_GIVEN PROBLEM_: Can you recast everything from the start of the entries down to the line containing "x=473, y=237", both ends included, as a Markdown table with the columns Row and Line, skipping any blank lines?

_STORED RECORDS_:
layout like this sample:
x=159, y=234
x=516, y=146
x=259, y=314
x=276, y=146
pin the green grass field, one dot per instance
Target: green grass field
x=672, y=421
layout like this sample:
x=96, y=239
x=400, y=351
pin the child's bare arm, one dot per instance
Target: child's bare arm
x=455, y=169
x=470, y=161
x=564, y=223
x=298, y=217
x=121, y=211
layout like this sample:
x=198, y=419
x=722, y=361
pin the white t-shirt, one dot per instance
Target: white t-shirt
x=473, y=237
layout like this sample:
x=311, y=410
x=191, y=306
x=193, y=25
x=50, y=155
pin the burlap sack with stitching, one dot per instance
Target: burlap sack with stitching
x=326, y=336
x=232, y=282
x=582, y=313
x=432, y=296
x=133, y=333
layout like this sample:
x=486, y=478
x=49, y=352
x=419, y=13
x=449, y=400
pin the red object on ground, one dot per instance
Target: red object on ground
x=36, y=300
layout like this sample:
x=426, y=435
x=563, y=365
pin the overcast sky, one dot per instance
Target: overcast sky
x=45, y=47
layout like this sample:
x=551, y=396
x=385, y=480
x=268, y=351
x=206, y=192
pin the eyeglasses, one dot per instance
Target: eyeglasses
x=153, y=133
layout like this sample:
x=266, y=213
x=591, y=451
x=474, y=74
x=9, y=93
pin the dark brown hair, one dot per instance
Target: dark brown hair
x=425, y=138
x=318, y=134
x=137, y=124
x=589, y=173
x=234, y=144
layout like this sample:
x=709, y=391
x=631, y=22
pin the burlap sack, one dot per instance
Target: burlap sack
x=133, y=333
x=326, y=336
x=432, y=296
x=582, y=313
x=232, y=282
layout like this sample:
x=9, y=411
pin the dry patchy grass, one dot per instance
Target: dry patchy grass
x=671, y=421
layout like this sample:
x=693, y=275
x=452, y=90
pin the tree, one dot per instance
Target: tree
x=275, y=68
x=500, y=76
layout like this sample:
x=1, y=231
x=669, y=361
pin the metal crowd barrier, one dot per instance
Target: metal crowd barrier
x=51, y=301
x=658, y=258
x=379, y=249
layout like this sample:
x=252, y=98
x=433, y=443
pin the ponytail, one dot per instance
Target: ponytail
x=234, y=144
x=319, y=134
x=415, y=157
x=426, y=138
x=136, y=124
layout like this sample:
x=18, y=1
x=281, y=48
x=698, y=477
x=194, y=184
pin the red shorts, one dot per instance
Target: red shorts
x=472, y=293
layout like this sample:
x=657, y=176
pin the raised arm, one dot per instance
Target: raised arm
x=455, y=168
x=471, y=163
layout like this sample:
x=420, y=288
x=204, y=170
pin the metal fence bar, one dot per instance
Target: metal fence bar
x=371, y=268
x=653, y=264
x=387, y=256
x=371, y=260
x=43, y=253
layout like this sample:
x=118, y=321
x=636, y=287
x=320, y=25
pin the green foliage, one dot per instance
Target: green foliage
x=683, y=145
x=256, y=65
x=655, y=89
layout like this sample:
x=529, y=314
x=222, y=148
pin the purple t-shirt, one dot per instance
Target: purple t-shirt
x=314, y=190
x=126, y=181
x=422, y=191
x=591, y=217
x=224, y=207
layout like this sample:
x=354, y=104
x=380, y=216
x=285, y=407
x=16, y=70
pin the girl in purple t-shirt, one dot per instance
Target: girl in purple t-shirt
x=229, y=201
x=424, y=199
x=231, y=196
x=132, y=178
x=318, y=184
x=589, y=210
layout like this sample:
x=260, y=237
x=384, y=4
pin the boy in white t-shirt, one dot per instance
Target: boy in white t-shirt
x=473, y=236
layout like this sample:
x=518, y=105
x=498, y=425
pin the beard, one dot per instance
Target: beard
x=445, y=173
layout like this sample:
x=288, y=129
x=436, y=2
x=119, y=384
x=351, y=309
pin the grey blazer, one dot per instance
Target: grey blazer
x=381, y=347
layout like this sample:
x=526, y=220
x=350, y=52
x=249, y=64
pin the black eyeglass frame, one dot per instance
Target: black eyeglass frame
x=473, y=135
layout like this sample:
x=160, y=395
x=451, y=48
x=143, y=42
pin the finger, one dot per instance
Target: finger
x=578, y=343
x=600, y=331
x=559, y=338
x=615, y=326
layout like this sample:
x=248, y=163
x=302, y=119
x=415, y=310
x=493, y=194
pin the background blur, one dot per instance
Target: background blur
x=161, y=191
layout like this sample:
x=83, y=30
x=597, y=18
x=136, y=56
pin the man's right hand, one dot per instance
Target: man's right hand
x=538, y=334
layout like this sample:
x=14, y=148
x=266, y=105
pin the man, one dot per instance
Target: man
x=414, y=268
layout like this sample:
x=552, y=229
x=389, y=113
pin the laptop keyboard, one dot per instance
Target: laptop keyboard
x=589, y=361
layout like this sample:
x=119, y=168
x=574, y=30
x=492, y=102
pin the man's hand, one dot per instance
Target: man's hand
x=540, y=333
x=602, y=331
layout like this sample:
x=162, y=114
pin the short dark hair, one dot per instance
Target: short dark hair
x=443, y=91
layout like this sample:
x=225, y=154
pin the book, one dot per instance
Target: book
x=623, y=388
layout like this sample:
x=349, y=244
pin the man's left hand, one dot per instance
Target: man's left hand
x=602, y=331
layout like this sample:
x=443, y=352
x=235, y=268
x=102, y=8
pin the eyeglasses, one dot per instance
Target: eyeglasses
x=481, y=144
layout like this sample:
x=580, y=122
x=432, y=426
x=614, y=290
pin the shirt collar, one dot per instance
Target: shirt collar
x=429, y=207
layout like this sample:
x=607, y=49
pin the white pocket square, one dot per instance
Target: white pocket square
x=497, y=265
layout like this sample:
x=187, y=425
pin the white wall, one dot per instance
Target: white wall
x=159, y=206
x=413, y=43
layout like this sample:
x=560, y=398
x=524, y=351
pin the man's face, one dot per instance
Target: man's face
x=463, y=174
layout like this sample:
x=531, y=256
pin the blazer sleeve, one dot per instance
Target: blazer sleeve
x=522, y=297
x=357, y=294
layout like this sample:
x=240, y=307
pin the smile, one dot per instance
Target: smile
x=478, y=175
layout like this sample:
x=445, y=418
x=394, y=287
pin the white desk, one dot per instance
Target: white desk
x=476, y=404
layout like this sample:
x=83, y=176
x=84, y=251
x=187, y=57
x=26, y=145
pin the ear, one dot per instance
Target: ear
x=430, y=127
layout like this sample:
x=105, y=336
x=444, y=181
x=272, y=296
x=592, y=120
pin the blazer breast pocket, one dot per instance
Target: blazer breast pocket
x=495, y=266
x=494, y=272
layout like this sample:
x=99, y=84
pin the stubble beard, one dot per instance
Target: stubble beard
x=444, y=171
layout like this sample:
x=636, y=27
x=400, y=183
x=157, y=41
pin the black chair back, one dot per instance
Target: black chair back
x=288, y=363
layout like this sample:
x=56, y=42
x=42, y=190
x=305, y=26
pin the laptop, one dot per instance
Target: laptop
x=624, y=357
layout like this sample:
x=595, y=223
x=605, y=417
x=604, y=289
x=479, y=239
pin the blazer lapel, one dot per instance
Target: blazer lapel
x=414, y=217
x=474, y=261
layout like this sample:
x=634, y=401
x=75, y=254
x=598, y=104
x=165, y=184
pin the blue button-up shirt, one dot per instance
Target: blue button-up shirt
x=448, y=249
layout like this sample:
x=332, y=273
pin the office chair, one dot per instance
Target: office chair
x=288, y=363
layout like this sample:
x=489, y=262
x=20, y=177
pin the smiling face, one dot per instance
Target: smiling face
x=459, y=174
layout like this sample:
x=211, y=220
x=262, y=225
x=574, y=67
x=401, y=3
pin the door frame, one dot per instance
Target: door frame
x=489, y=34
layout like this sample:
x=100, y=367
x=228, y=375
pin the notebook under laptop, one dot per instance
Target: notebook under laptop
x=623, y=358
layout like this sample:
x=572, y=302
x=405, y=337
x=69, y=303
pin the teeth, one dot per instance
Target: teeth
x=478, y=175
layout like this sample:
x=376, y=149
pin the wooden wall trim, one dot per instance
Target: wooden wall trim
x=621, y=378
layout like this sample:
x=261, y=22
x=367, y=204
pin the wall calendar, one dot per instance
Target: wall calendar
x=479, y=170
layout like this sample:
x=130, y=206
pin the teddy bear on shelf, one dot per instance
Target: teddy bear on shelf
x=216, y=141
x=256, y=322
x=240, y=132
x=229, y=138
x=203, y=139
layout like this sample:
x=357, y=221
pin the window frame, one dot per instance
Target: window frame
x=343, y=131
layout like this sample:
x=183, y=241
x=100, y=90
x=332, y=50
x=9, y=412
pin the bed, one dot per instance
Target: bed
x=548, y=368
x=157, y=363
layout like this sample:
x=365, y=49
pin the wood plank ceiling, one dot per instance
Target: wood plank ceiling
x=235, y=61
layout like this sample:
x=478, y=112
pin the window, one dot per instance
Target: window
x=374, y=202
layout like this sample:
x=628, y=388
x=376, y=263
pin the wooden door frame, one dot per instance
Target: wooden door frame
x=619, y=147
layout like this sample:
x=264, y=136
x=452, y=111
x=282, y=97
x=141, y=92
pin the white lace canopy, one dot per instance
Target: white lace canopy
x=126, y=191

_SOLUTION_:
| Row | Line |
|---|---|
| 1 | layout like this sample: |
| 2 | x=159, y=234 |
| 3 | x=516, y=146 |
| 4 | x=259, y=314 |
| 5 | x=276, y=146 |
| 6 | pin the green grass field, one dot per instance |
| 7 | Target: green grass field |
| 8 | x=672, y=421 |
| 9 | layout like this sample: |
| 10 | x=96, y=239 |
| 11 | x=400, y=351 |
| 12 | pin the child's bare arm, one dot per instance |
| 13 | Target: child's bare arm |
| 14 | x=455, y=169 |
| 15 | x=470, y=161 |
| 16 | x=564, y=223 |
| 17 | x=298, y=217 |
| 18 | x=121, y=211 |
| 19 | layout like this sample: |
| 20 | x=198, y=419 |
| 21 | x=722, y=361 |
| 22 | pin the white t-shirt, one dot per instance |
| 23 | Target: white t-shirt |
| 24 | x=473, y=237 |